• [DIRECTION A]: Please translate this sentence from the LeBron James MVP piece below into Spanish: "You saw him everywhere, and you saw him controlling the game."
• [DIRECTION B]: In the LeBron James MVP piece below, retype the part starting with "But for James, this" and going on through "lot of this.".

• [SELECTED PASSAGE]:
___
But for LeBron James, it’s somehow another reflection of his failures, another illustration of what he’s not.

To be clear, James was the winner of the award as the AP reported Friday for good reason. He put in not the most efficient season of his career, or the most statistically significant. It wasn’t his best season defensively, he wasn’t the best player on the best team (a terrible way to decide the award) , and he certainly didn’t carry his team further than the other candidates given his sparkling supporting cast.

But for James, this was his most impactful season. You saw him everywhere, and you saw him controlling the game. Running the offense, finishing on the break, blocking chase downs, locking up the best perimeter players, locking up the best post players, playing in the post on offense, hitting shots on the outside. Even his fourth quarter foibles took a step up in the last month of the season. There should be nothing but celebration and praise for James’ play.

But there won’t be. There will, however, be a lot of this.

“That’s OK, LeBron, but where are your rings?”

and

“Individual MVPs don’t make champions.”

As if James, who did not lobby for this award, who did not ask for his third in four years, who never insinuated that this award means anything other than the respect of the voters, asked to be held by this standard, to be anointed as champion based on winning a Kia. I get it. The “Chosen One” tattoo. The King moniker which is as much a Nike marketing ploy as anything. There’s no doubting it’s obnoxious. But the bitterness surrounding what has truly been a magnificent season is still shocking.

James was voted the league’s most valuable player, but in his context, it means something entirely different. It would be a pain to fit on the trophy, but “Most Valuable Player despite a considerable portion of the voters  hating him and deliberately withholding votes last year based on his decision to hold a televised event regarding his free agency which probably also impacted this year’s vote and in  spite of a stunning revilement of the idea of going to play with the best of your peers in a league featuring six teams with multiple stars angling for a title in the playoffs” is a bit more accurate. James didn’t just win the vote this year, he won the vote despite people’s intentions.
___
• [COLLECTED MATERIAL]:
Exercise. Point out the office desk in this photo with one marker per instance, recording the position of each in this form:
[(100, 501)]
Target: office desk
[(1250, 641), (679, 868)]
___
• [WRITTEN REPLY A]: Lo veías en todas partes, y lo veías controlando el juego.

• [WRITTEN REPLY B]:
But for James, this was his most impactful season. You saw him everywhere, and you saw him controlling the game. Running the offense, finishing on the break, blocking chase downs, locking up the best perimeter players, locking up the best post players, playing in the post on offense, hitting shots on the outside. Even his fourth quarter foibles took a step up in the last month of the season. There should be nothing but celebration and praise for James’ play.

But there won’t be. There will, however, be a lot of this.